- _Objectif 1_:
Selon l'extrait cité, à quoi le concept de cognition peut-il être associé dans les trois catégories proposées ?
++++ Extrait cité ++++
Nombre d’articles dans lesquels le titre ou le résumé contient les concepts d’entrepreneuriat et de cognition

1993

2

1998

5

2003

8

1994

1

1999

7

2004

19

1995

5

2000

10

2005

8

1996

4

2001

6

2006

20

1997

2

2002

12

2007

25

-> Voir la liste des tableaux

Comment expliquer une telle augmentation ? Il est probable que l’importance croissante accordée à la dimension cognitive dans l’étude des organisations en général se soit reflétée dans la recherche en entrepreneuriat. Mais il faut aussi reconnaître qu’il y a de plus en plus de recherches sur l’objet de l’entrepreneuriat lui-même, ce qui augmente de facto la probabilité d’un plus grand nombre de recherches dans lesquelles on fait appel au concept de cognition.

Combien d’expressions cognitives différentes ces 134 titres et résumés contiennent-ils ? Difficile de répondre précisément à cette question, étant donné que certaines d’entre elles sont très semblables ou quasi identiques (p. ex., entrepreneurial cognition research, entrepreneurial cognition inquiry, entrepreneurial cognition research stream). Mais on peut affirmer sans trop risquer de se tromper qu’il y en aurait une centaine, ce qui signifie que plusieurs d’entre elles ne sont employées qu’à une seule occasion, même si certains résumés en contiennent deux, parfois davantage.

Cependant, le plus grand défi qui se pose ici n’est pas d’obtenir un chiffre précis révélant le nombre d’expressions cognitives vraiment différentes. Il consiste plutôt à les regrouper de façon intelligible, c’est-à-dire à les classifier de manière à leur donner un sens dans leur ensemble. Cette tâche est d’autant plus complexe que les expressions dans lesquelles figure le concept de cognition sont d’une variété impressionnante.

L’examen attentif de ces expressions cognitives suggère de les regrouper essentiellement en trois catégories. Cette proposition d’un cadre de référence spécifique aux chercheurs en entrepreneuriat qui utilisent le concept de cognition met en relief le caractère très disparate des usages qu’ils font de ce concept de cognition. Ainsi, il peut être associé à une grande orientation, à des concepts généraux ou encore à des objets particuliers, ce que nous allons maintenant regarder de plus près.

3.1. Cognition : une grande orientation

Plusieurs expressions répertoriées évoquent une « façon » d’aborder l’étude de l’entrepreneuriat, une grande orientation. On peut subdiviser cette catégorie en trois sous-ensembles.

D’abord, le concept de cognition est parfois employé pour désigner un champ d’appui, c’est-à-dire un champ de connaissances ou encore une discipline permettant de positionner de manière très générale une recherche sur l’entrepreneuriat. Les expressions cognitive science (ou cognitive science-based investigation), cognitive psychology (ou cognitive developmental psychology) ou cognitive anthropology rendent bien compte de cette orientation.
++++ Données ++++
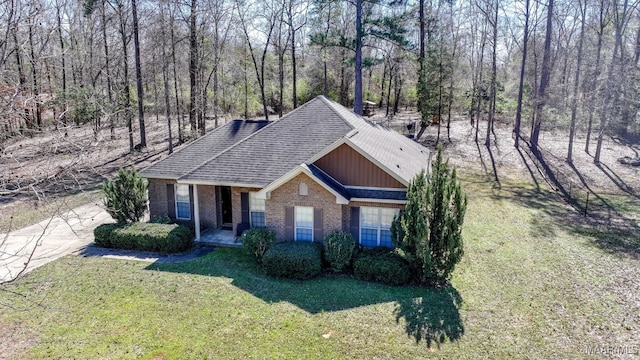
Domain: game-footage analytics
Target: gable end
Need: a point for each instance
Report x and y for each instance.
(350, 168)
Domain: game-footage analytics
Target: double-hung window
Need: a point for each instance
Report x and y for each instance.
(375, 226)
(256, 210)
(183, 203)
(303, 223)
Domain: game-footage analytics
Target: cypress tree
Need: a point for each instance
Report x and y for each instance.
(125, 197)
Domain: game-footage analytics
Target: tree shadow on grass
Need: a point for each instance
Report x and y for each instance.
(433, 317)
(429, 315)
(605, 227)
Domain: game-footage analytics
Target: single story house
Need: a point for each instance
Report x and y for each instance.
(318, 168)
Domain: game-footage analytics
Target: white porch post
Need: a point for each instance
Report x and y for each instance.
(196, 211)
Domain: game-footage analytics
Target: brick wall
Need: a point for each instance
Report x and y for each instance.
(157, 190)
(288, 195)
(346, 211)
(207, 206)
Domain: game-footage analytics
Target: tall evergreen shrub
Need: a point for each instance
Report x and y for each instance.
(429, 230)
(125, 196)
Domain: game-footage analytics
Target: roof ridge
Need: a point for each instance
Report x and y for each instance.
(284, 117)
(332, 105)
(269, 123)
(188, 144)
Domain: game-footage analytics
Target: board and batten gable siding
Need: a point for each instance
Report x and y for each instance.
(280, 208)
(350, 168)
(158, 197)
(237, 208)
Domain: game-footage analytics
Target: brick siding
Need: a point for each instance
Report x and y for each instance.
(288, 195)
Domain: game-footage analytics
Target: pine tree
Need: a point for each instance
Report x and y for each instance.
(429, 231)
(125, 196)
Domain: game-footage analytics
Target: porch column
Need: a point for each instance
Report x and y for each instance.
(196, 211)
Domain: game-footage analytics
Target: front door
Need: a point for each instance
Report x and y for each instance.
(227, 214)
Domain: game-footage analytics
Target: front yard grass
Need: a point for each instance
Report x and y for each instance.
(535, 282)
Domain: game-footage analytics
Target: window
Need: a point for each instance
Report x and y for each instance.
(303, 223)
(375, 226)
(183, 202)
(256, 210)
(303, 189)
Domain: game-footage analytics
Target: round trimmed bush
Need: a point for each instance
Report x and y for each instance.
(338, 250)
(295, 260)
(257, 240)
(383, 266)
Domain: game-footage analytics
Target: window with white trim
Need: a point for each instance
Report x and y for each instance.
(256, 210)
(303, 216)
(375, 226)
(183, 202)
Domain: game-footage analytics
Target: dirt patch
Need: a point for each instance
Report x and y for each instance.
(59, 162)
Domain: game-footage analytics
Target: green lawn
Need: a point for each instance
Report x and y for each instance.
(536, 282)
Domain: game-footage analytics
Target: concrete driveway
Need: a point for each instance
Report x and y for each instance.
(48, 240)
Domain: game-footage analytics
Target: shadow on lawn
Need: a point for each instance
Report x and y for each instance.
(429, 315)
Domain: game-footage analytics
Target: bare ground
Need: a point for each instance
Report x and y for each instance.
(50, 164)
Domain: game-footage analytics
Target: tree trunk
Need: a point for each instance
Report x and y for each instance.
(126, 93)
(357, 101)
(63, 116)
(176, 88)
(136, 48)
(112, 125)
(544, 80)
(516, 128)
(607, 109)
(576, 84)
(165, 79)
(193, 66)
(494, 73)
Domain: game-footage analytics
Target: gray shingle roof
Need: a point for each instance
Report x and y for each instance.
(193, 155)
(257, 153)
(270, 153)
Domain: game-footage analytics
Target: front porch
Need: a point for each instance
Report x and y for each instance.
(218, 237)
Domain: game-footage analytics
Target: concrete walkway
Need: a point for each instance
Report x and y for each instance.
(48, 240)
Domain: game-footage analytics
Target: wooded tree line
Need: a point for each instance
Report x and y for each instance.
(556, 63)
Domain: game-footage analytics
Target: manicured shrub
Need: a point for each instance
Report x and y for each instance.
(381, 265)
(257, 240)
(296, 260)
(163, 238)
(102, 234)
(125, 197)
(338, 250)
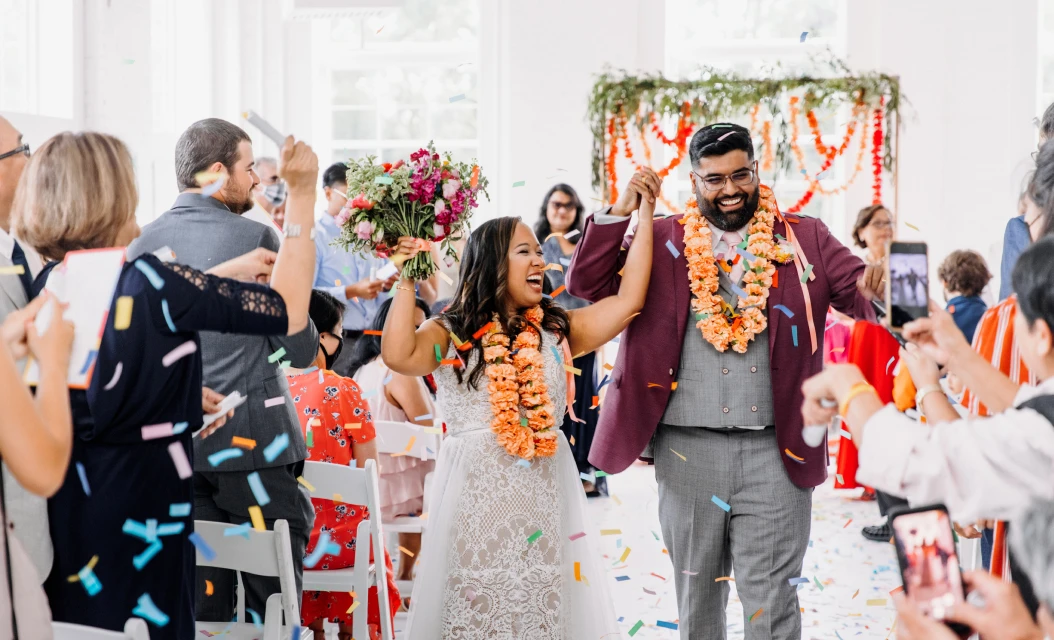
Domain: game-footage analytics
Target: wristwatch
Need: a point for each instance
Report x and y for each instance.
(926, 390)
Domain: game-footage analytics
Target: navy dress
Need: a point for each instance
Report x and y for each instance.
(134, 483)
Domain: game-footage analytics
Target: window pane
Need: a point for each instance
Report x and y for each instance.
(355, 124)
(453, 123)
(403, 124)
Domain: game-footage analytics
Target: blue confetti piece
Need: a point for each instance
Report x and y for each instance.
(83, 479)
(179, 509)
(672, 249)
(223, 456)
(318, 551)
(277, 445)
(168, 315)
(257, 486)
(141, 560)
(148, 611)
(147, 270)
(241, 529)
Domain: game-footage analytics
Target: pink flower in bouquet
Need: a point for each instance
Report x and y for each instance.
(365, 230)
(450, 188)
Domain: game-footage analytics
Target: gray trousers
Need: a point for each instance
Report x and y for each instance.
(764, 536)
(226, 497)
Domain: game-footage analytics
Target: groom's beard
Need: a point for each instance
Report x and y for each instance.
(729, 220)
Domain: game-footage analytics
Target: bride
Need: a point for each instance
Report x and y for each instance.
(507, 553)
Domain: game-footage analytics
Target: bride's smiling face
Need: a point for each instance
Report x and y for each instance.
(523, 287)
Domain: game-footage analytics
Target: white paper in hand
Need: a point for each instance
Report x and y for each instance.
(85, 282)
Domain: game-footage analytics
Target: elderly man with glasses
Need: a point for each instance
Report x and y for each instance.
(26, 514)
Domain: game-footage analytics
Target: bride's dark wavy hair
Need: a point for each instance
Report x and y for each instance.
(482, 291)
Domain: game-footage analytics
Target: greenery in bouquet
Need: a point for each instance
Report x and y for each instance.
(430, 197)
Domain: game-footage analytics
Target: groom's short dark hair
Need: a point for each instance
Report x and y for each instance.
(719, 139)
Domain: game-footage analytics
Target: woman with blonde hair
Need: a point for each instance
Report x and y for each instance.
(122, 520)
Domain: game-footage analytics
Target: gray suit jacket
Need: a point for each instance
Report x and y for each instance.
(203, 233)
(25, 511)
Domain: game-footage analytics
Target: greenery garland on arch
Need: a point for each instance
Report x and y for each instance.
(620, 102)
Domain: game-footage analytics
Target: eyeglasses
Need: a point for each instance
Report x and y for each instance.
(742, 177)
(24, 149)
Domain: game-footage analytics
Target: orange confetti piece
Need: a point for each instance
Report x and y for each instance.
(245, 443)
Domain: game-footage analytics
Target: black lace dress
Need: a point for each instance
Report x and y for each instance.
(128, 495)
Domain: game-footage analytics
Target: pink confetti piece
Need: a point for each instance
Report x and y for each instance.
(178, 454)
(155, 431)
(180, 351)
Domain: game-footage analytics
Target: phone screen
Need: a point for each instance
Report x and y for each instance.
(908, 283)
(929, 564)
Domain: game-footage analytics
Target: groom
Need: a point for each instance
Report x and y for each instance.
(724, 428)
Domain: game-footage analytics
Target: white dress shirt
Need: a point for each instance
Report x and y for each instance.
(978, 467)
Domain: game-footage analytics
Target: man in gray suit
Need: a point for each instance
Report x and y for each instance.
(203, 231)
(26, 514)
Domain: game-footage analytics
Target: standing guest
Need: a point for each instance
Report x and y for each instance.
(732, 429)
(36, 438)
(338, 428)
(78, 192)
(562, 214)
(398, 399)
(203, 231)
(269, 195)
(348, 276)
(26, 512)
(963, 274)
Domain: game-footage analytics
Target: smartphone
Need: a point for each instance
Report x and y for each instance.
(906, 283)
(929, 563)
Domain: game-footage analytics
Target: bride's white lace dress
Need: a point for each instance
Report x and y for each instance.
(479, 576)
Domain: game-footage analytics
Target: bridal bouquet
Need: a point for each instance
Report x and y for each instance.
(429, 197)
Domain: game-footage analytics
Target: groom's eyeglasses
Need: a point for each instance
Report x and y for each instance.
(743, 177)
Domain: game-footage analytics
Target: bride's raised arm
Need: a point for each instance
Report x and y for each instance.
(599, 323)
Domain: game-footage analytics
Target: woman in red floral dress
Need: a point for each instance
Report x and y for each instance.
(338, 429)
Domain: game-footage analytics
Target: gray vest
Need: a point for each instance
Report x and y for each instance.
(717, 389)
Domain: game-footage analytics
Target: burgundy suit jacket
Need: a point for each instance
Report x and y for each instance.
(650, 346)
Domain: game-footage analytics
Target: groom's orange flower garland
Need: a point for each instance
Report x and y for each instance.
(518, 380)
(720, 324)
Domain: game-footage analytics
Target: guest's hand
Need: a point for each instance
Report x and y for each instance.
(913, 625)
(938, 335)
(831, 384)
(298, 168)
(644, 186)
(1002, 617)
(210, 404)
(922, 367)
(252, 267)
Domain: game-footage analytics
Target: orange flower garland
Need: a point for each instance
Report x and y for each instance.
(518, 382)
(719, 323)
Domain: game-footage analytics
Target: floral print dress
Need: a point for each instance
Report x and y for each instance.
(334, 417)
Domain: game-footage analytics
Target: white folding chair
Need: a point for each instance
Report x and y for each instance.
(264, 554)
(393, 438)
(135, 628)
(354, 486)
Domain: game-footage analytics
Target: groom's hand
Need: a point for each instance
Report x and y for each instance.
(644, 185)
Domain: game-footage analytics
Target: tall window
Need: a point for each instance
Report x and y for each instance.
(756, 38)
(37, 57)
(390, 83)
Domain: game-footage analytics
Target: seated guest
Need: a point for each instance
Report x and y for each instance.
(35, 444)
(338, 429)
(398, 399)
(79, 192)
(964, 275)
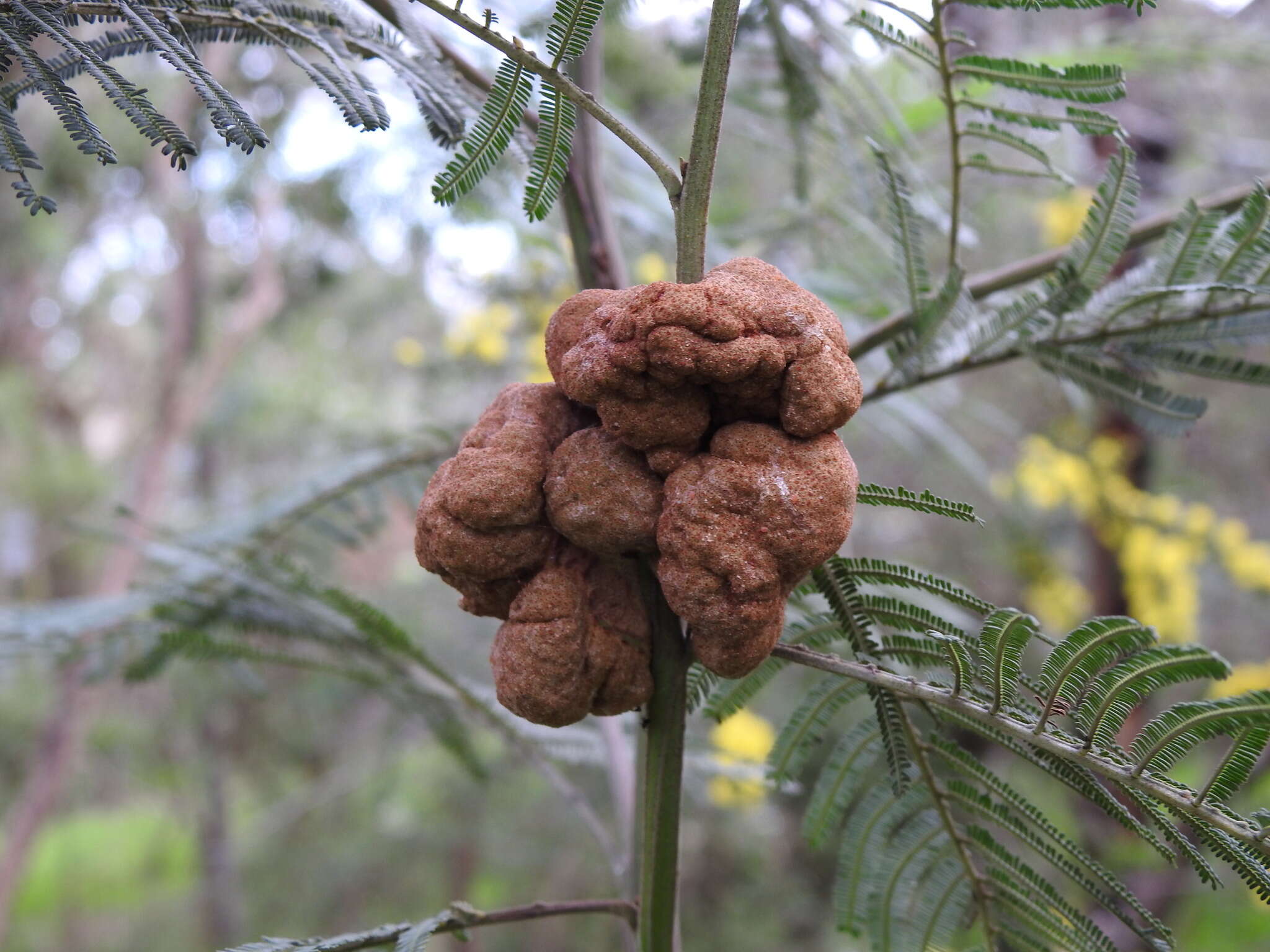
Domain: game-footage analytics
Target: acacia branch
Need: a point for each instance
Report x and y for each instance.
++++
- _Objectif 2_:
Relevez, s'il vous plaît, toutes les lignes où figure la chaîne "roof", en respectant la casse.

- _Réponse 1_:
À une grande orientation, à des concepts généraux ou à des objets particuliers.

- _Réponse 2_:
Target: roof ridge
Target: gray shingle roof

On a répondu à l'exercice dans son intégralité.